TEXTAUSZUG -
"Ich weiss es besser und mache es daher selber" – Warum das oft die beste (und gleichzeitig schlechteste) Entscheidung ist

2. März 2025 durch
"Ich weiss es besser und mache es daher selber" – Warum das oft die beste (und gleichzeitig schlechteste) Entscheidung ist
ZfV - Zentrum für Verbandsführung AG, Martin Diethelm

Warum es verlockend ist, alles selbst zu machen

Als Vorstandsmitglied kennt man die eigene Organisation in- und auswendig. Man weiss genau, was zu tun ist, und hat eine klare Vision vor Augen. Daher erscheint es oft einfacher, Dinge selbst zu erledigen – sei es eine strategische Entscheidung oder eine operative Aufgabe. Schliesslich weiss man selbst am besten, wie es geht, und kann sicherstellen, dass alles genau nach den eigenen Vorstellungen umgesetzt wird.

Die Vorteile liegen auf der Hand: 

  • Maximale Kontrolle: Niemand verändert etwas, ohne dass man es selbst überblickt.
  • Effizienz und Geschwindigkeit: Anstatt lange zu erklären, erledigt man es direkt selbst.
  • Vermeidung von Fehlern: Wenn man es selbst macht, ist es „richtig“ – zumindest aus der eigenen Sicht.

Gerade in kleineren Verbänden erscheint diese Denkweise besonders naheliegend. Oft fehlen Ressourcen, um Aufgaben an Mitarbeitende oder eine Geschäftsstelle zu delegieren. Zudem möchte man nah dran bleiben und sicherstellen, dass die eigene Vision genau umgesetzt wird.

Die versteckte Gefahr: Überlastung und fehlender Weitblick

Doch genau hier liegt das Problem: Wer sich ständig um alles selbst kümmert, verliert leicht den Blick für das grosse Ganze. Das Tagesgeschäft nimmt überhand, während strategische Themen in den Hintergrund rücken.

AUFGABENSTELLUNG 1 - Welche drei Vorteile nennt der Textauszug dafür, als Vorstandsmitglied alles selbst zu erledigen?
AUFGABENSTELLUNG 2 - Tippe aus dem Textauszug alles von „Warum es verlockend“ bis hinunter zu „es direkt selbst.“ genau ab.

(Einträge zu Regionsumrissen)
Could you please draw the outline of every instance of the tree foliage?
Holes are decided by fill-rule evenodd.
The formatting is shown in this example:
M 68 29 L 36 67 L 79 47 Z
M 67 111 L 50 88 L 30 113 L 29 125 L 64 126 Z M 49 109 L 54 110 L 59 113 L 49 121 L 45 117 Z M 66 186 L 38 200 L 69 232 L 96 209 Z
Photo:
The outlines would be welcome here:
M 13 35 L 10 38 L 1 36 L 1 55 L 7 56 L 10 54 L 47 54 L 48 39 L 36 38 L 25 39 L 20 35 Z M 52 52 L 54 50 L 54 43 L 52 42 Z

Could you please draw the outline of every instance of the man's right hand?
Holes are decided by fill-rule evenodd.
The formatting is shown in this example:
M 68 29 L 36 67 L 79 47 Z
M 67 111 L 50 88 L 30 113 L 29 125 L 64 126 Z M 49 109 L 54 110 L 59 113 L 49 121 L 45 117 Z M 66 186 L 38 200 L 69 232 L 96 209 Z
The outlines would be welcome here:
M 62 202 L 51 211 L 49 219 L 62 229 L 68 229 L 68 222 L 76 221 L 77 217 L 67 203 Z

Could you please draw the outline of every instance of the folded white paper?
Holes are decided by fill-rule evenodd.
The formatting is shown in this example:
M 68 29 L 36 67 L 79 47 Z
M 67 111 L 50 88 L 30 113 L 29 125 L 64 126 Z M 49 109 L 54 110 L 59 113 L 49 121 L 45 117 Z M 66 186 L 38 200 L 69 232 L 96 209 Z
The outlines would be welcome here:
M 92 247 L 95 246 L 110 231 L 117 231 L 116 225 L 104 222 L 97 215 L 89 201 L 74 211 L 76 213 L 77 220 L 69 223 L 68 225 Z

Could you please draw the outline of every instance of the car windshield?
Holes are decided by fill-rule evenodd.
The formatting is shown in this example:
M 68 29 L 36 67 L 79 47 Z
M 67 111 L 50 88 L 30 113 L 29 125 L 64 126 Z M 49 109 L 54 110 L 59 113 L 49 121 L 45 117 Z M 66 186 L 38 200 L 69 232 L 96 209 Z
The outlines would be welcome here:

==

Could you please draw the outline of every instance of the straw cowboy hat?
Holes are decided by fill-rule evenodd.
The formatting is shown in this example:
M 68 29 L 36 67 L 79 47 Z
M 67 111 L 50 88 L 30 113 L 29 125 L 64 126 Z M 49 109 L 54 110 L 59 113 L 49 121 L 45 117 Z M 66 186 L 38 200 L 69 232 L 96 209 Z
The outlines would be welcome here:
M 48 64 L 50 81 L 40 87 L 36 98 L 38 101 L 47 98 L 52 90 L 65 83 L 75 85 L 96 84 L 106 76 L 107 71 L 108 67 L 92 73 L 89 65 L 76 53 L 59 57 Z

...

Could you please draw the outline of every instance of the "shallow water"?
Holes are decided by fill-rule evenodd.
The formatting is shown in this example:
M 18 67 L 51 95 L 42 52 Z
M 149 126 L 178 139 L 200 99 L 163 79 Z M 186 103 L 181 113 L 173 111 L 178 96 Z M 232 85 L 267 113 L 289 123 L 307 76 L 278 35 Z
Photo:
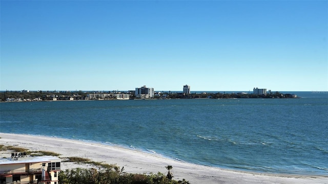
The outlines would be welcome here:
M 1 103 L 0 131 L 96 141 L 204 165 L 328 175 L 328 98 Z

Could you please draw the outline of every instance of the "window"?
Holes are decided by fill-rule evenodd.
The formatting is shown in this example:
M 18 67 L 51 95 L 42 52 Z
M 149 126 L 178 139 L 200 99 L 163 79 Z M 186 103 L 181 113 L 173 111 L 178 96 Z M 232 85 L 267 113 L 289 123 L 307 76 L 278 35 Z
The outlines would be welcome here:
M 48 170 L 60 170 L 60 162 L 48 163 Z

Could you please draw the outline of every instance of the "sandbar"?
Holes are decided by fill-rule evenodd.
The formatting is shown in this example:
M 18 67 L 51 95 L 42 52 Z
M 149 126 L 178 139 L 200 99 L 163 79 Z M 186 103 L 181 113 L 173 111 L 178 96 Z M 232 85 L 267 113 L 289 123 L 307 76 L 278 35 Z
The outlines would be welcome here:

ERGEBNIS 1 - Maximale Kontrolle, Effizienz und Geschwindigkeit sowie Vermeidung von Fehlern.

ERGEBNIS 2 -
Warum es verlockend ist, alles selbst zu machen

Als Vorstandsmitglied kennt man die eigene Organisation in- und auswendig. Man weiss genau, was zu tun ist, und hat eine klare Vision vor Augen. Daher erscheint es oft einfacher, Dinge selbst zu erledigen – sei es eine strategische Entscheidung oder eine operative Aufgabe. Schliesslich weiss man selbst am besten, wie es geht, und kann sicherstellen, dass alles genau nach den eigenen Vorstellungen umgesetzt wird.

Die Vorteile liegen auf der Hand: 

  • Maximale Kontrolle: Niemand verändert etwas, ohne dass man es selbst überblickt.
  • Effizienz und Geschwindigkeit: Anstatt lange zu erklären, erledigt man es direkt selbst.